Below is a listing; write it out exactly and drop any images from it.
##### Data extract #####
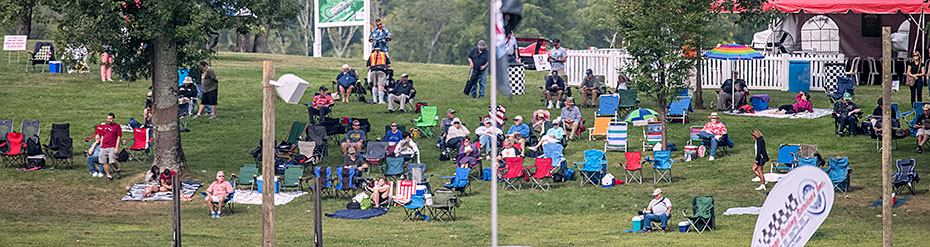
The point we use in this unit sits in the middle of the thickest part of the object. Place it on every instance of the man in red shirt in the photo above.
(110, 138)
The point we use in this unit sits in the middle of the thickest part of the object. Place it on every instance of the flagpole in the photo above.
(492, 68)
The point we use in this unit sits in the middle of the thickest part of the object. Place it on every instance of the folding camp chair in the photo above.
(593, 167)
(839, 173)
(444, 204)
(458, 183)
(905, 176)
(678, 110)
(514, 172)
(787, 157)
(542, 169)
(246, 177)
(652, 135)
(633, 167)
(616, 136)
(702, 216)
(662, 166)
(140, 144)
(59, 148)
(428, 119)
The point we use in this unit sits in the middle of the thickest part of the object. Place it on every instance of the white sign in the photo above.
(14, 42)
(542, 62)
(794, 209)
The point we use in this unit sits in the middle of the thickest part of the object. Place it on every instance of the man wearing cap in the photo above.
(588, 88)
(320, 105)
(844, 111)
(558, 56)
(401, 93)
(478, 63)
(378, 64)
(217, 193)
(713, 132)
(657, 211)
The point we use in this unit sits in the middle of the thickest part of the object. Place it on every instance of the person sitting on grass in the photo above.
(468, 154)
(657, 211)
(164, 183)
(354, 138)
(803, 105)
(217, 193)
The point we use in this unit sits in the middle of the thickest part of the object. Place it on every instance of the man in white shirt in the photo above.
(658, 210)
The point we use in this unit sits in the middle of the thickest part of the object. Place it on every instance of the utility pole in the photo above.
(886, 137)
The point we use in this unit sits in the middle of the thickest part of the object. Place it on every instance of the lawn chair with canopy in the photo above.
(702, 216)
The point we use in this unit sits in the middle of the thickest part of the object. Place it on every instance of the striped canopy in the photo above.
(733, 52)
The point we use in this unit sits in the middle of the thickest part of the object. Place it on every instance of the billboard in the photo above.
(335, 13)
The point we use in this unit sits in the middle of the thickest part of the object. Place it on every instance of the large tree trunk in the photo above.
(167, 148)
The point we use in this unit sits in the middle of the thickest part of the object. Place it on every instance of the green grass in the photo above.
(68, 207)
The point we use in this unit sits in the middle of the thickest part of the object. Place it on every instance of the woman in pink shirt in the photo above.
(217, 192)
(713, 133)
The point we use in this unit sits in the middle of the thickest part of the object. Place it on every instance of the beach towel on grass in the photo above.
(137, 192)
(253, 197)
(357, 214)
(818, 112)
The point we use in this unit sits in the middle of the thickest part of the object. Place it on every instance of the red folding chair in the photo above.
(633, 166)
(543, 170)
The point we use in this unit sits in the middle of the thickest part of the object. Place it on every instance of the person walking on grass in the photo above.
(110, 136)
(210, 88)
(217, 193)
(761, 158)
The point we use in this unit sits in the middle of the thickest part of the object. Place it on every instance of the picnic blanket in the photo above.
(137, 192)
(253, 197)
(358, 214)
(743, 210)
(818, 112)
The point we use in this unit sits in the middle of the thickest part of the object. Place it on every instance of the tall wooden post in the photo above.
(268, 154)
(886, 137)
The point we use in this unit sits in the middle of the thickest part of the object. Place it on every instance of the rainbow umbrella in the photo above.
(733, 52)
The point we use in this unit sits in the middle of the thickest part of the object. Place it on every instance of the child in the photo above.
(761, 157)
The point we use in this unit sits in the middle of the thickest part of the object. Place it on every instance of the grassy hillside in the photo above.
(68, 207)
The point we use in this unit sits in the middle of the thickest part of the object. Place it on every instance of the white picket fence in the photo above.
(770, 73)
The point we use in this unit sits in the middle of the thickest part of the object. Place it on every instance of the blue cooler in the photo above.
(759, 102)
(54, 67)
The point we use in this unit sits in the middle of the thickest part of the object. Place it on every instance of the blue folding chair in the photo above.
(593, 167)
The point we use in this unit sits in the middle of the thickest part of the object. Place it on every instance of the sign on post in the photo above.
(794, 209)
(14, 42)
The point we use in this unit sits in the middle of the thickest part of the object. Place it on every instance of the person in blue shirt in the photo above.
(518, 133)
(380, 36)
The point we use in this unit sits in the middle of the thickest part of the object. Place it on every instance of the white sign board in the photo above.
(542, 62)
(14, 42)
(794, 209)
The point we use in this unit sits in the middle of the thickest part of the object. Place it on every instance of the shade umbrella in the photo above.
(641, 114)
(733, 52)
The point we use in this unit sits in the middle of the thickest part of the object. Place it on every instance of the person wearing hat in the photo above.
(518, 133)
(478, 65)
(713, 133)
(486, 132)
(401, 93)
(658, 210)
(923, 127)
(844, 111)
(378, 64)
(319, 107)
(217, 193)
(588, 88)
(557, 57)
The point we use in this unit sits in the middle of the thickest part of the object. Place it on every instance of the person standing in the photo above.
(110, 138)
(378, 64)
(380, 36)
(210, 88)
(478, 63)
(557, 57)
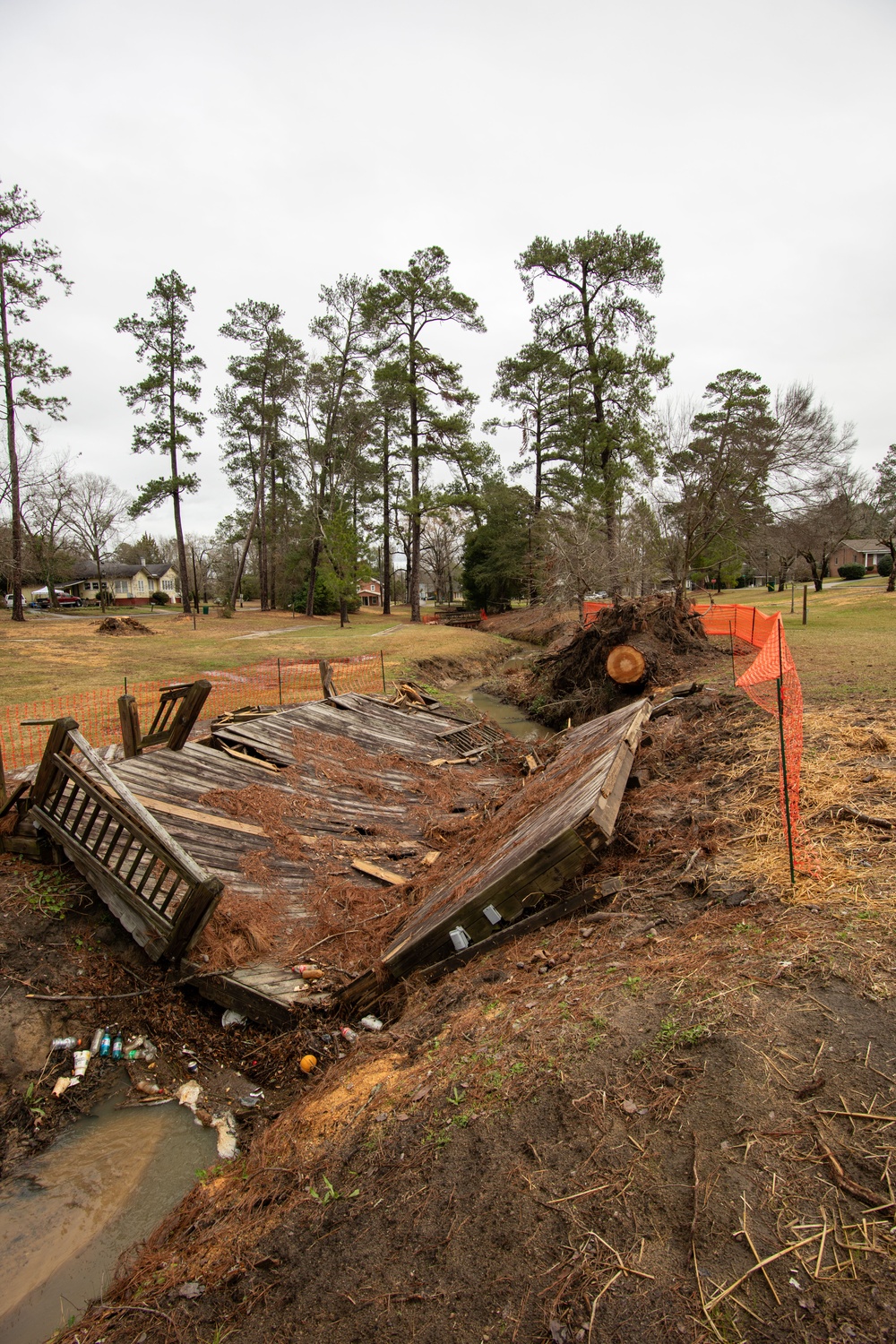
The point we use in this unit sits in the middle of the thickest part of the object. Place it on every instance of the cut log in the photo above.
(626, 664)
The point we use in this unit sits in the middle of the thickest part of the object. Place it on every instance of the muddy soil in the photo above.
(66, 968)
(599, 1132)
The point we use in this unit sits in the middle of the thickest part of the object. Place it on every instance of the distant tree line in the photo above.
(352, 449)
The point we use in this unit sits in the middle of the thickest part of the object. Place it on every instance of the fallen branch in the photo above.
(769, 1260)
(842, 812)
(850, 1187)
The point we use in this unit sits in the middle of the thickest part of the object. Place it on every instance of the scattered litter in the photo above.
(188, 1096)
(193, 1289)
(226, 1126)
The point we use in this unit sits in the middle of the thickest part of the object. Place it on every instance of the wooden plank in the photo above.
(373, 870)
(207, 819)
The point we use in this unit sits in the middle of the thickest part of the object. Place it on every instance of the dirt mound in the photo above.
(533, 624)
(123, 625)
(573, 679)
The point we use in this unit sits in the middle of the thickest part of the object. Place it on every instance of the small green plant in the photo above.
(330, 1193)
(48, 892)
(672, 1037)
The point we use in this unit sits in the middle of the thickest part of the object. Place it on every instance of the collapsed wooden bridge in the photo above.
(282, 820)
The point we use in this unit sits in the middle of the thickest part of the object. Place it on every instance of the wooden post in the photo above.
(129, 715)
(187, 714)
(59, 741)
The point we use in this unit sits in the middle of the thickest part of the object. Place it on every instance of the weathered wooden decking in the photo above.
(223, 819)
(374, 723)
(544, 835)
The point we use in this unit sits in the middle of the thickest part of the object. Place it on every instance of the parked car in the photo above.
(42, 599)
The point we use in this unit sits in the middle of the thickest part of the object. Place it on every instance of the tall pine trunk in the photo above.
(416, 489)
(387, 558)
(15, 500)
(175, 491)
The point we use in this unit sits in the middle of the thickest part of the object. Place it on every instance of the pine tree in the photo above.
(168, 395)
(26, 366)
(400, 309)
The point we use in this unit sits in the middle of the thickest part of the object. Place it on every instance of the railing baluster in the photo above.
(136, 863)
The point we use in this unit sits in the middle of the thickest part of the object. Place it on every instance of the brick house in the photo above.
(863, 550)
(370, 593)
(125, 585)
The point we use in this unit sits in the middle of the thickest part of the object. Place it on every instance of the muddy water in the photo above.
#####
*Worked answer*:
The point we use in this unit sits in the middle of the thickest part of the object. Place it on every instance of the man in red shirt in the photo above.
(110, 138)
The point we use in this unit sits in the middle of the thickest part of the object. Place it on every instance of the flagpole in the photo above.
(492, 68)
The point we use in this unit sits in the middle of the thickest part of the object. Place it on every instance of the folding camp chair in the photo above.
(593, 167)
(839, 173)
(444, 204)
(458, 183)
(905, 176)
(678, 110)
(514, 172)
(787, 157)
(542, 169)
(246, 177)
(652, 135)
(633, 167)
(616, 136)
(702, 216)
(662, 166)
(140, 144)
(59, 148)
(428, 119)
The point we use in this unit sits in the middle of the thickest part of the object. Place it on every instance of the white sign in the photo above.
(14, 42)
(542, 62)
(794, 209)
The point we use in this unit sits in the middle of the thickest part of the object. Place it on every instance of the man wearing cap in the photo above.
(588, 88)
(320, 105)
(844, 111)
(558, 56)
(401, 93)
(478, 63)
(378, 64)
(217, 193)
(713, 132)
(657, 211)
The point we use in this unit sits in the middle of the thickest part of the object. Place it on every instance of the person sitting on grass in the photo above.
(468, 154)
(657, 211)
(164, 183)
(354, 138)
(803, 105)
(217, 193)
The point we use in this unit sits in the middle of the thickest part of the object. Place it on every instance of the man in white shirt in the photo above.
(658, 210)
The point we use in this unit sits in the middle of the thickest part of the object. Place it on every instance of the utility pole in the photo above.
(886, 137)
The point we use in this unit sits in the middle of the thickest part of the object. Place it on every instance of the lawn chair with canopy in the photo above.
(702, 216)
The point we use in this unit sits in the middle of the thickest part of the object. Place it on every instance of the striped canopy in the photo above.
(733, 52)
The point we use in this unit sits in the middle of the thickest part of the object. Place it on every instance of the billboard in the photo above.
(335, 13)
The point we use in this unit sits in the middle of the thickest part of the object. Place it on every instance of the large tree trunk in the photo above.
(167, 148)
The point we use in this unit sits in the middle of the thickest part of the object. Place it on every instance of the green grass in the photo above.
(68, 207)
The point we use in this unit sits in the middle of the thickest part of the object. Place it on every instance of the woman in pink shirt in the photo above.
(217, 192)
(713, 133)
The point we use in this unit sits in the middle of the thickest part of the object. Place it on every instance of the beach towel on grass in the photo above.
(137, 192)
(253, 197)
(357, 214)
(818, 112)
The point we use in this unit sits in the middle of the thickest part of the object. Place it on every instance of the red folding chair in the photo above.
(633, 166)
(543, 170)
The point we use in this unit sits in the middle of the thickest part of the object. Place it on every instance of the person walking on grass in the photo above.
(110, 136)
(210, 88)
(217, 193)
(761, 158)
The point we use in this unit sits in the middle of the thickest part of the object. Place it on every instance of the picnic blanket in the photo above.
(137, 192)
(253, 197)
(358, 214)
(743, 210)
(818, 112)
The point we use in this unit sits in the middle of the thickest part of the object. Place it on every instance of the tall wooden post in the photo above.
(268, 154)
(886, 137)
The point we use in this unit sits in the middle of the thickest part of the object. Place it on every instance of the rainbow umbrella in the photo above.
(733, 52)
The point we use in this unit sits in the middle of the thickest part of the object. Place it on every instance of the child in the photo above.
(761, 157)
The point we use in this unit sits in the middle of the thickest part of the object. Place it on every instance of the grassy hillside in the photo above.
(68, 207)
The point we use in this unit sits in the middle of the thickest part of the object. Place it on every instance of the white picket fence in the photo above.
(770, 73)
The point we use in this unit sits in the middle of the thickest part of the object. Place it on every instance of the blue cooler in the photo above.
(759, 102)
(54, 67)
The point we use in this unit sits in the middle of the thickest part of the object. Place it on every instance of the blue folding chair in the photo above.
(593, 167)
The point we use in this unit sits in the middle of the thickest part of the object. Place it on every instance of the sign on post in the photo above.
(794, 209)
(14, 42)
The point we use in this unit sits in the middle of the thickest part of the object. Place it on every instance of the person in blue shirt in the photo above.
(518, 133)
(380, 36)
The point we use in this unit sits in the middle of the thickest part of the object. Place it on every instance of the white sign board in the photo above.
(542, 62)
(14, 42)
(794, 209)
The point we use in this unit sits in the middle of the thickest part of the object. Place it on every instance of the shade umbrella in the photo above.
(641, 114)
(733, 52)
The point we use in this unit sits in the middle of the thickest part of the object. Place it on every instance of the person wearing hat in the photo above.
(518, 133)
(478, 65)
(713, 133)
(486, 132)
(401, 93)
(658, 210)
(923, 127)
(844, 111)
(378, 64)
(319, 107)
(217, 193)
(588, 88)
(557, 57)
The point we use in this unit sits in the middle of the thickest part of the object. Place it on every instance of the person standing in the photo above.
(110, 138)
(378, 64)
(380, 36)
(210, 88)
(478, 63)
(557, 57)
The point we use in this unit sits in the middle of the thickest part of the object. Place it on every instance of the cut log in the photo above.
(626, 664)
The point we use in this unit sits in the middle of the thickest part of the object. Place it on every instance of the muddy soil in the photo above.
(66, 968)
(599, 1132)
The point we use in this unit sits in the middle of the thickest part of the object. Place it on every instance of the distant tree line in the photo above.
(352, 449)
The point we use in this unit sits in the middle of the thickest part of the object. Place it on every instance of the fallen branch in the photo above.
(769, 1260)
(842, 812)
(850, 1187)
The point we use in this unit sits in the middle of the thickest part of the object. Place it on every instance of the scattered litter in the photo above.
(188, 1096)
(193, 1289)
(226, 1126)
The point we use in this unit sits in the middle of the thickest part of the object. Place it on every instance of the wooden plank in the photo above.
(373, 870)
(207, 819)
The point we use in this unit sits in the middle of the thickest part of the object. Place it on every instance of the dirt mound in the photo above.
(533, 624)
(123, 625)
(573, 679)
The point we use in this unit sits in the middle of the thickest part of the object. Place it on every instance of the small green plant in the photo above.
(330, 1193)
(48, 892)
(672, 1037)
The point we use in this unit sits in the middle of the thickest part of the object. Place it on every instance of the collapsed wooden bridge in the photo above.
(282, 820)
The point we use in this unit sits in the middle of the thickest part of the object. Place it on every instance of the wooden post in the photo above.
(129, 715)
(187, 714)
(59, 741)
The point we use in this unit sits in the middle of the thickest part of the object. Place it on every instance of the weathered wooden decking in the photo above.
(223, 819)
(374, 723)
(544, 835)
The point we use in this unit sits in the middle of the thickest part of the object. Place it on every instance of the parked car in the photo above.
(42, 599)
The point we use in this unit sits in the middle of the thickest part of the object. Place it on every instance of the tall pine trunk in the photo above.
(416, 489)
(387, 558)
(15, 500)
(175, 491)
The point we use in this unit sits in the middle of the thickest part of the object. Place it on every instance of the pine tree in the photo above.
(168, 395)
(26, 366)
(400, 309)
The point we use in this unit sits in the middle of the thickest part of the object. Place it on every instance of the railing baluster in the photo above.
(136, 863)
The point we use in this unit sits in the middle of the thickest part of the object. Place it on every instance of the brick house in the photo above.
(863, 550)
(370, 593)
(125, 585)
The point we use in this unit sits in the middle of the thickest part of the object. Place it on every instance of the muddy water in the photo above.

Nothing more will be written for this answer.